Este es quizá el Bergman más optimista que podamos encontrar.
Un tema mucho más terrenal que le obsesionaba a Bergman son las relaciones de pareja —y cómo no si el hombre era un mujeriego empedernido que se casó en cinco ocasiones y tuvo nueve hijos—, y en su cine lo exploró ampliamente en cintas como Noche de circo (1953), Una lección de amor (1954) y Secretos de un matrimonio (1973). También, rompiendo con su solemne fachada de director serio realizó comedias ligeras pero punzantes como Una lección de amor (1954) y Sonrisas de una noche de verano (1955). Impulsada por diálogos brutales, Secretos de un matrimonio es la película más impactante de este tema y además es sumamente autobiográfica: para empezar, se rodó en la propia casa del director en la isla de Fårö, y es protagonizada por Liv Ullman, la musa definitiva de Bergman que estuvo casada con él cinco años. Se trata de un retrato brutalmente honesto e íntegro de la desintegración de un matrimonio y la relación que le sigue. En medio se muestran la desesperación, la duda, la soledad y la confusión que sólo son posibles en las crisis de pareja.
Luego está otro demonio predilecto en Bergman: las tortuosas dinámicas familiares. Aquí hay ejemplos para aventar, pero las más entrañables son sin duda Gritos y susurros (1972), sobre la relación de una mujer moribunda con sus dos hermanas; Sonata de otoño (1978), sobre la visita de una madre a su hija divorciada; y la enorme Fanny y Alexander (1982), considerada por muchos el testamento fílmico de Bergman, una mezcla de realismo mágico y confrontaciones traumáticas, es la historia de dos niños que viven felices en Upsala (ciudad natal de Bergman), en la Suecia de principios del siglo XX, creciendo en una familia dedicada al teatro, hasta que muere su padre y su madre se casa de nuevo con un cruel y severo obispo. Se trata de un drama familiar épico que habla no sólo del duelo y las dudas existenciales, también del poder de la fantasía (que, para Bergman, siempre fue sinónimo de arte).

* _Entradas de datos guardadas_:
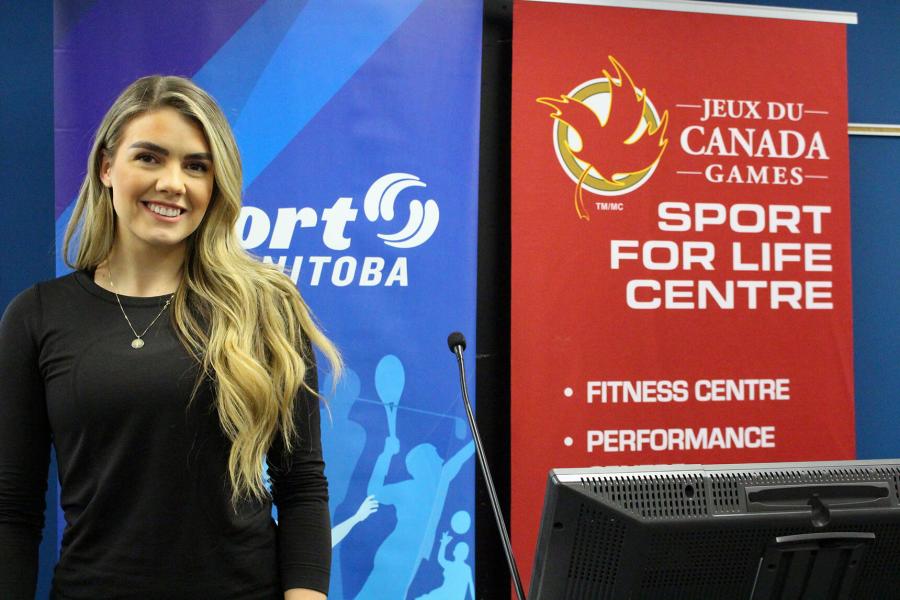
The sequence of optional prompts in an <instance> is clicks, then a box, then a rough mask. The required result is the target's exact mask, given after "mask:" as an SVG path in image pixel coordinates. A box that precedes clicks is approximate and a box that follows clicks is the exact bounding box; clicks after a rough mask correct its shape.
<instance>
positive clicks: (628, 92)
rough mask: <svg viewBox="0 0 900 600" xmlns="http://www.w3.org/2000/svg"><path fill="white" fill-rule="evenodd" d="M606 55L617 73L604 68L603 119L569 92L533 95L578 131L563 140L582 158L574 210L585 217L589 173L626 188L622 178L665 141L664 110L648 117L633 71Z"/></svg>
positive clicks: (581, 215)
mask: <svg viewBox="0 0 900 600" xmlns="http://www.w3.org/2000/svg"><path fill="white" fill-rule="evenodd" d="M609 60H610V63H611V64H612V66H613V69H614V70H615V77H613V76H612V75H611V74H610V73H609V71H607V70H606V69H604V70H603V76H604V77H605V78H606V79H605V81H606V82H608V83H607V84H606V87H608V94H609V100H608V102H609V111H608V112H607V114H606V115H605V119H604V118H603V116H601V115H599V114H598V113H597V112H595V110H594V109H593V108H591V107H590V106H588V104H586V103H585V102H583V101H582V100H579V99H577V98H574V97H573V96H571V95H568V94H563V95H561V96H560V97H559V98H538V99H537V101H538V102H540V103H541V104H545V105H547V106H549V107H550V108H552V109H553V112H552V113H551V114H550V117H551V118H553V119H556V120H557V121H559V122H560V123H564V124H565V125H567V126H568V127H569V128H570V129H571V130H574V131H575V132H576V133H577V134H578V135H577V137H578V138H579V140H575V142H576V143H574V144H570V143H569V140H568V139H565V140H563V142H562V143H563V144H564V145H565V150H566V151H567V152H568V153H570V154H571V155H572V156H573V157H575V158H577V159H578V160H579V161H581V163H584V166H583V168H581V172H580V173H576V174H575V175H576V176H577V177H578V185H577V186H576V188H575V210H576V211H577V212H578V216H579V217H580V218H582V219H585V220H590V217H589V216H588V213H587V211H586V210H585V208H584V199H583V197H582V188H583V186H584V180H585V178H587V177H588V174H589V173H591V172H592V171H593V173H594V175H595V176H596V177H599V178H600V179H601V180H602V182H603V183H605V184H606V186H607V187H608V188H611V189H615V188H620V189H624V188H625V186H626V183H625V182H624V181H623V180H624V179H625V178H626V177H627V176H629V175H632V174H635V173H640V172H646V171H649V170H650V169H651V168H652V167H654V166H655V165H656V164H657V162H658V161H659V159H660V157H661V156H662V153H663V151H664V150H665V149H666V146H667V145H668V143H669V141H668V139H666V137H665V133H666V128H667V126H668V122H669V113H668V111H666V112H664V113H663V115H662V117H661V118H660V119H659V120H658V122H657V121H656V120H655V119H649V118H647V114H648V111H647V91H646V89H644V88H638V87H637V86H635V85H634V82H633V81H632V79H631V76H630V75H629V74H628V72H627V71H626V70H625V68H624V67H623V66H622V65H621V64H620V63H619V62H618V61H617V60H616V59H615V58H613V57H612V56H610V57H609ZM578 141H580V144H578V143H577V142H578ZM579 167H580V165H579Z"/></svg>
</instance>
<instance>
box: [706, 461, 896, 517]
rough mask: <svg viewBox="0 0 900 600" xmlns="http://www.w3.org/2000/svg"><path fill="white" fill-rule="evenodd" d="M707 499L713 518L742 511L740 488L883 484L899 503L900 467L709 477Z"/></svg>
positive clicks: (768, 472)
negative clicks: (708, 502) (888, 486)
mask: <svg viewBox="0 0 900 600" xmlns="http://www.w3.org/2000/svg"><path fill="white" fill-rule="evenodd" d="M708 481H709V495H710V502H711V508H712V513H713V514H737V513H742V512H744V511H745V510H746V506H745V497H744V493H743V489H744V487H746V486H748V485H750V486H757V485H798V484H805V483H856V482H861V481H884V482H887V483H888V484H889V485H891V487H892V488H893V489H894V494H895V496H896V498H897V500H898V501H900V467H898V468H890V467H887V468H885V467H821V468H815V467H813V468H809V469H797V470H793V471H782V470H777V469H773V470H760V471H746V472H742V473H715V474H710V475H709V477H708Z"/></svg>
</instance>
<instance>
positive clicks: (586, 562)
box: [565, 505, 625, 600]
mask: <svg viewBox="0 0 900 600" xmlns="http://www.w3.org/2000/svg"><path fill="white" fill-rule="evenodd" d="M575 531H576V533H575V541H574V543H573V547H572V557H573V558H572V562H571V563H570V564H569V573H568V579H567V582H566V595H565V597H566V598H567V599H571V600H576V599H584V600H588V599H594V598H597V599H612V598H613V596H612V593H613V586H614V585H615V581H616V576H617V574H618V570H619V557H620V556H621V554H622V545H623V544H624V543H625V526H624V525H623V524H622V523H621V522H620V521H618V520H616V519H615V518H613V517H609V516H607V515H605V514H603V513H602V512H601V511H599V510H595V509H591V508H589V507H586V506H584V505H582V506H581V507H580V508H579V511H578V525H577V529H576V530H575Z"/></svg>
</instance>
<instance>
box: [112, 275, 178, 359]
mask: <svg viewBox="0 0 900 600" xmlns="http://www.w3.org/2000/svg"><path fill="white" fill-rule="evenodd" d="M106 273H107V275H108V278H109V287H111V288H112V289H113V295H114V296H115V297H116V302H118V304H119V310H121V311H122V316H123V317H125V322H126V323H128V327H129V329H131V333H133V334H134V339H133V340H131V347H132V348H134V349H135V350H140V349H141V348H143V347H144V340H143V337H144V336H145V335H146V334H147V332H148V331H150V328H151V327H153V324H154V323H156V321H157V320H158V319H159V318H160V317H161V316H162V314H163V313H164V312H165V311H166V309H167V308H169V304H171V302H172V298H174V297H175V294H172V295H171V296H169V299H168V300H166V303H165V304H164V305H163V307H162V310H160V311H159V313H158V314H157V315H156V316H155V317H154V318H153V320H152V321H150V324H149V325H147V327H146V328H145V329H144V331H142V332H141V333H138V332H137V330H136V329H135V328H134V325H132V324H131V319H129V318H128V315H127V314H126V313H125V307H124V306H122V301H121V300H120V299H119V294H117V293H116V284H114V283H113V282H112V269H110V268H109V265H107V266H106Z"/></svg>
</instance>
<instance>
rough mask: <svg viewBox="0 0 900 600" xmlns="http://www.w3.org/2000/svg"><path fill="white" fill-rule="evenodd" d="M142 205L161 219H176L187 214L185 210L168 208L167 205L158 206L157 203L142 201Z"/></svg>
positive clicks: (169, 206) (163, 204)
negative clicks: (165, 217)
mask: <svg viewBox="0 0 900 600" xmlns="http://www.w3.org/2000/svg"><path fill="white" fill-rule="evenodd" d="M141 204H143V205H144V206H146V207H147V210H149V211H150V212H152V213H155V214H157V215H159V216H161V217H169V218H174V217H178V216H181V214H182V213H184V212H186V211H185V209H183V208H177V207H175V206H167V205H165V204H157V203H155V202H146V201H142V202H141Z"/></svg>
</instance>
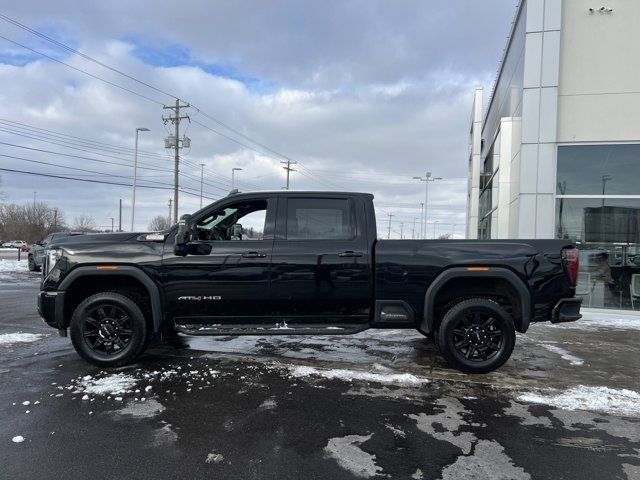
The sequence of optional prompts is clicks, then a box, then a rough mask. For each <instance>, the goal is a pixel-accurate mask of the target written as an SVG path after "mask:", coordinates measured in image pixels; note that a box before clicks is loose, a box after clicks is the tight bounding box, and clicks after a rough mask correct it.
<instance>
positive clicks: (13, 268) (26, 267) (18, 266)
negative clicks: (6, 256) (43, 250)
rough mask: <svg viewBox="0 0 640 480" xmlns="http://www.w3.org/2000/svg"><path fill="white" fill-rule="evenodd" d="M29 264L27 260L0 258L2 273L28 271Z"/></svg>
mask: <svg viewBox="0 0 640 480" xmlns="http://www.w3.org/2000/svg"><path fill="white" fill-rule="evenodd" d="M28 271H29V265H28V264H27V260H26V259H25V260H7V259H5V258H2V259H0V273H9V272H28Z"/></svg>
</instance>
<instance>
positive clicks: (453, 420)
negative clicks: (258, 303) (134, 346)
mask: <svg viewBox="0 0 640 480" xmlns="http://www.w3.org/2000/svg"><path fill="white" fill-rule="evenodd" d="M36 291H37V276H34V275H33V274H28V273H26V272H24V273H21V274H15V275H13V276H12V277H11V279H10V280H8V281H7V280H3V281H2V282H1V283H0V305H1V308H0V382H1V384H2V388H1V389H0V433H1V435H0V445H1V447H0V471H1V472H2V475H1V477H2V478H11V479H22V478H25V479H26V478H29V479H37V478H58V477H60V478H130V477H134V478H155V479H157V478H229V479H232V478H233V479H238V478H242V479H252V478H256V479H258V478H260V479H266V478H291V479H298V478H322V479H327V478H331V479H342V478H424V479H440V478H442V479H470V478H490V479H528V478H532V479H538V478H541V479H542V478H544V479H546V478H549V479H551V478H553V479H558V478H562V479H574V478H575V479H578V478H579V479H584V478H598V479H613V478H619V479H624V478H628V479H640V394H639V393H638V392H640V375H638V367H640V361H639V360H638V353H639V349H638V344H639V341H640V320H639V319H638V317H632V316H625V315H623V314H620V315H618V314H606V315H604V314H596V313H591V312H590V313H589V314H588V315H587V319H586V320H585V321H584V322H579V323H576V324H568V325H562V326H551V325H547V324H545V325H535V326H533V327H532V328H531V329H530V331H529V332H528V333H527V334H526V335H519V336H518V340H517V345H516V349H515V351H514V355H513V357H512V359H511V360H510V361H509V362H507V364H505V365H504V367H502V368H501V369H500V370H499V371H497V372H494V373H492V374H488V375H477V376H471V375H464V374H460V373H458V372H455V371H453V370H450V369H449V368H448V367H447V366H446V365H445V364H444V362H443V361H442V359H441V358H440V357H439V356H438V355H436V354H435V352H434V349H433V346H432V345H431V343H429V341H427V340H426V339H425V338H423V337H422V336H421V335H419V334H418V333H417V332H413V331H398V330H382V331H379V330H376V331H367V332H362V333H359V334H357V335H353V336H319V337H301V336H291V337H283V336H276V337H213V338H208V337H182V336H181V337H179V338H177V339H173V340H171V341H170V342H166V343H163V344H156V345H153V346H152V347H151V348H150V349H149V350H148V352H147V353H146V354H145V355H144V356H143V357H142V358H141V359H140V361H139V362H138V363H137V364H135V365H132V366H130V367H126V368H121V369H118V370H116V371H105V370H102V369H99V368H96V367H92V366H91V365H89V364H87V363H85V362H83V361H82V360H81V359H80V358H79V357H78V356H77V355H76V354H75V352H74V351H73V349H72V348H71V345H70V341H69V339H67V338H60V337H58V336H57V333H56V332H55V331H53V330H51V329H49V328H48V327H46V326H45V325H44V324H43V323H42V322H41V320H39V319H38V317H37V314H36V312H35V305H34V298H35V293H36ZM20 332H21V333H30V334H39V335H43V336H42V337H35V341H33V340H34V337H24V338H22V339H24V340H29V341H25V342H24V343H18V342H15V341H13V343H9V342H6V341H5V343H2V339H3V338H5V339H7V338H9V337H3V334H14V333H20ZM11 338H13V337H11ZM16 338H17V339H18V340H19V339H20V338H21V337H16ZM14 340H15V339H14ZM24 402H28V404H23V403H24ZM36 402H38V403H36ZM27 412H28V413H27ZM19 436H21V437H23V438H24V441H22V442H19V443H16V441H14V439H17V440H20V439H19V438H17V437H19Z"/></svg>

* _Preguntas de repaso_:
(a) Contesta estas preguntas con lo que dice el texto sobre Bergman:
(i) ¿Cuántas veces se casó Bergman?
(ii) ¿Dónde se rodó Secretos de un matrimonio?
(iii) ¿En qué ciudad viven felices los dos niños de Fanny y Alexander?
(b) Sigue escribiendo el texto sobre el cine de Bergman a partir de su última oración.
Este material es aparte y no forma parte del texto sobre Bergman.

* _Respuestas_:
(a)
(i) Cinco veces.
(ii) En la casa del propio director, en la isla de Fårö.
(iii) En Upsala.

(b)
Finalmente, es indispensable abordar un demonio fascinante: la imposibilidad de comunicarse, un tema que Bergman pudo explorar mejor a través de personajes femeninos, capaces de la mayor complejidad y profundidad. Aquí el mayor ejemplo es Persona (1966), la historia de una enfermera (Bibi Andersson) que cuida a una actriz (Liv Ullman, en la primera de muchas actuaciones para Bergman) que se retira tras quedar inexplicablemente muda. Este trabajo formalmente innovador sobre la incapacidad de tener algo que decir (o de tenerlo y no hacerlo), fue el resultado de una profunda depresión que mantuvo al realizador internado en un hospital psiquiátrico.